:: REQUIRED WORK ::
Your copy of the material must match it exactly, except that pictures are dropped.

╭─ MATERIAL FOR THIS TASK

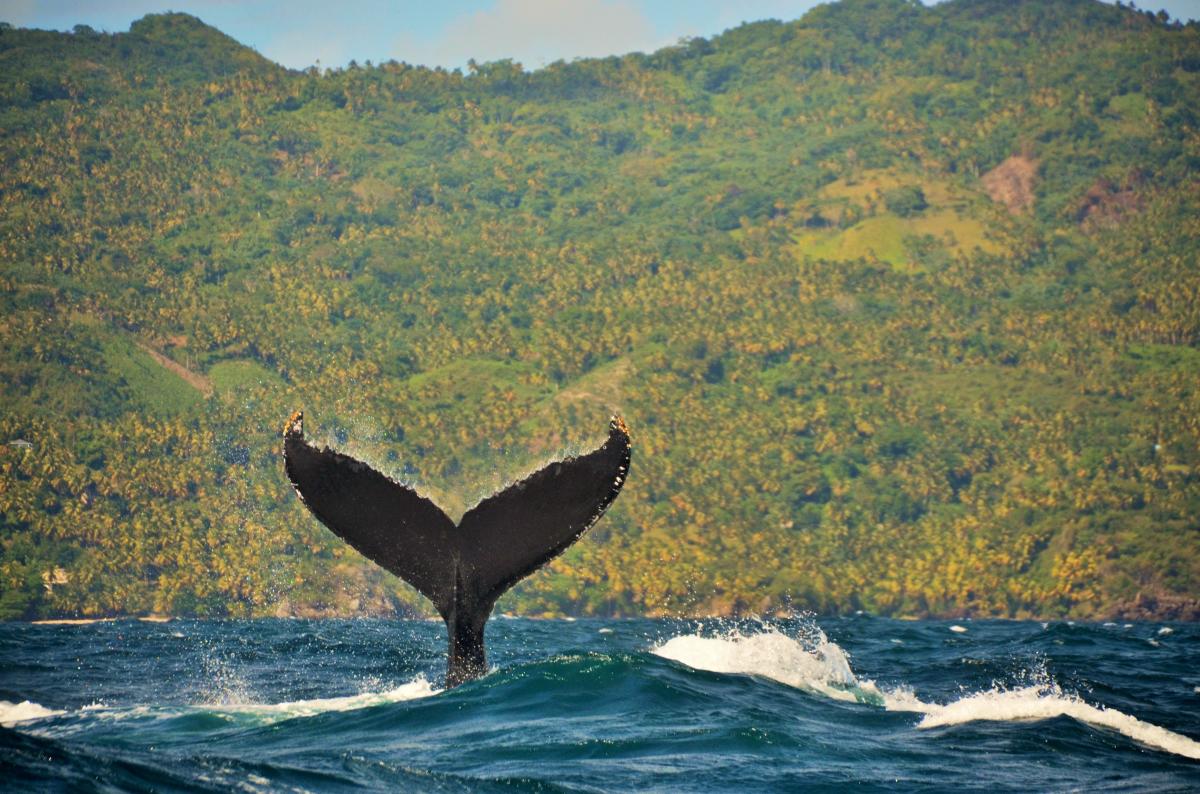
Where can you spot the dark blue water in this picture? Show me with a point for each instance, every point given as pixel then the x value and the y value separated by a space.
pixel 600 705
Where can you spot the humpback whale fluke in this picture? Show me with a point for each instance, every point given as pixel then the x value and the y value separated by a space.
pixel 462 569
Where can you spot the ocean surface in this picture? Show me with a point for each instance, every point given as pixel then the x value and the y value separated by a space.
pixel 601 705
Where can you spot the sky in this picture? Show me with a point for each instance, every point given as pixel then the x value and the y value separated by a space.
pixel 444 32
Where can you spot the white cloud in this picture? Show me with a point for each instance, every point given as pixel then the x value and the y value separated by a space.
pixel 535 32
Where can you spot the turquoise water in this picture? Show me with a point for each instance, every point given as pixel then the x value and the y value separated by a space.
pixel 601 705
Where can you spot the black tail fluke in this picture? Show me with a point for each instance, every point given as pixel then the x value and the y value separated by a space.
pixel 462 569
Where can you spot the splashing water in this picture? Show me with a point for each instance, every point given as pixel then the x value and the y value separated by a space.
pixel 820 666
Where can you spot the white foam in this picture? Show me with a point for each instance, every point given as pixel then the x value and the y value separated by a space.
pixel 24 711
pixel 259 713
pixel 1043 703
pixel 820 667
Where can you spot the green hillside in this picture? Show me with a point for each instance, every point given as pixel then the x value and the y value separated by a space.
pixel 901 305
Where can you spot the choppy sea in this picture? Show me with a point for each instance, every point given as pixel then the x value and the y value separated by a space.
pixel 601 705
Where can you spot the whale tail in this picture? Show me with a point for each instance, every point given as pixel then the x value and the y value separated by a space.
pixel 462 569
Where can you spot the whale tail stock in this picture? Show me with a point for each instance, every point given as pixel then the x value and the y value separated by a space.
pixel 462 569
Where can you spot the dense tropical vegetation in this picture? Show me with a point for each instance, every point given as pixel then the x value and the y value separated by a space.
pixel 900 302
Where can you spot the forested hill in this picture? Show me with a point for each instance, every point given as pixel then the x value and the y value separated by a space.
pixel 901 306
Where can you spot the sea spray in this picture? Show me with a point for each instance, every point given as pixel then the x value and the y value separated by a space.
pixel 814 663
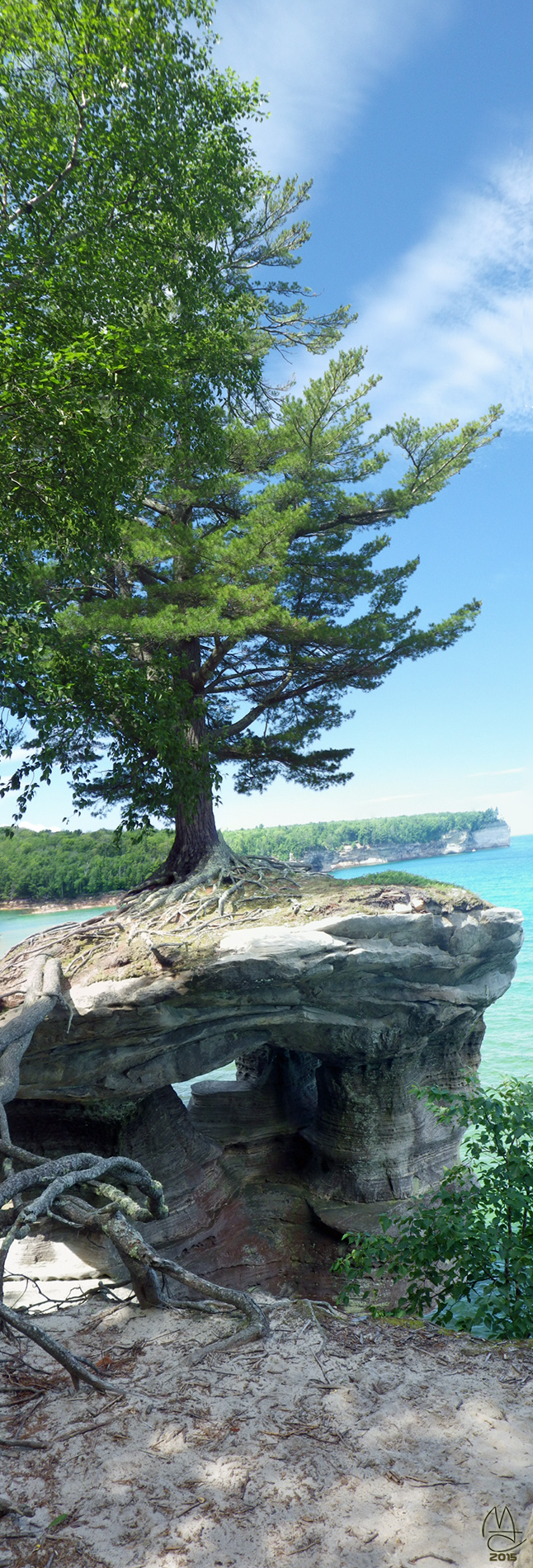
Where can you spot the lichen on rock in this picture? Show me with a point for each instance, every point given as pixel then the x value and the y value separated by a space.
pixel 336 998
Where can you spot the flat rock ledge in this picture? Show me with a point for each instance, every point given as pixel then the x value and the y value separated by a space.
pixel 336 999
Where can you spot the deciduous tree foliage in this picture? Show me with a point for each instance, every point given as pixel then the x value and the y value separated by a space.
pixel 134 224
pixel 191 573
pixel 463 1254
pixel 238 611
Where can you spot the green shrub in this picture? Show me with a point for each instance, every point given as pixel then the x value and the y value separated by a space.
pixel 375 831
pixel 465 1254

╰─

:: SOLUTION TO THIS PROBLEM ::
Where can you spot the dark blue water in this picture? Show me with a point for each instance, every point given as pixel then the x value and the y value separated by a space.
pixel 600 705
Where can you spot the humpback whale fluke in this picture? Show me with a point for each instance, every point given as pixel then the x value and the y value separated by a space.
pixel 462 569
Where can you spot the ocean surface in this picture? Show me with a point for each instance, every point given as pixel then the x value and the y value separated by a space.
pixel 601 705
Where can you spot the sky in this picture? Show me with a point for each instance, every point given as pixel then the x value and the y value separated by a space.
pixel 444 32
Where can you spot the white cloud in this picture? Show me with a point for each instance, every point given as pixel then the x value and the y value separated by a space.
pixel 535 32
Where can you spot the turquoise water in this picture? Show me with a point for each instance, every point given as pixel then the x value and the y value separated by a space.
pixel 601 705
Where can you spot the black tail fluke in this picture? Show me with a point for each instance, every point given as pixel then the x value and the y value separated by a space.
pixel 462 569
Where can you spot the splashing water in this picture? Show me with a point for each instance, every point given as pixel then the x value and the y value separated by a space.
pixel 820 666
Where can you spot the white foam in this picture? Show me with a point for each instance, every point given as pixel then the x value and the y value separated by a space.
pixel 24 711
pixel 259 713
pixel 1043 703
pixel 820 667
Where can you spot the green hillside in this picture? Show me with a point for each instance, every point given as pixel then the x value and the y value separated by a space.
pixel 901 305
Where can you spot the choppy sea in this picture? Show me with a point for each instance, every point given as pixel then the x value and the y value separated by a space.
pixel 601 705
Where can you spot the whale tail in this picture? Show me with a point for each instance, every point given as pixel then the x value and the y value separated by a space.
pixel 462 569
Where can you spot the whale tail stock in this picture? Show me with a point for each instance, every point given as pixel then the x value and the y value separated by a space.
pixel 462 569
Where can you spot the dense tropical vegetation in this picture? Show me with a point for each instance, every point given as pixel then the x value and the y value separated by a space.
pixel 900 302
Where can you spot the forested hill in this picture? Show me with a point for each instance, every point given as pixel then the x value and the y value separated by a space.
pixel 901 306
Where can you spot the sea spray in this picture? Show me with a point for each instance, every point given as pixel then the x value and the y value separated by a space.
pixel 814 663
Where can you spot the lichen on rock in this picture? Show me with a point for each instance, every point given as pixel then the x value and the y value separated by a space.
pixel 336 998
Where can you spot the flat rock ledge in this picture? Show me with a point for each instance, every point given as pixel then the x value and the y value separated by a space.
pixel 336 999
Where can you spot the deciduous tree foliage in this picture? Show me with a point for each instance, every point given as pixel then the x value and the y value separated by a space.
pixel 134 224
pixel 191 573
pixel 463 1254
pixel 238 611
Where can you spot the green shrub in this picture? Show me with a point for each instance, every point given as pixel then the x value and the y value separated by a space.
pixel 375 831
pixel 465 1254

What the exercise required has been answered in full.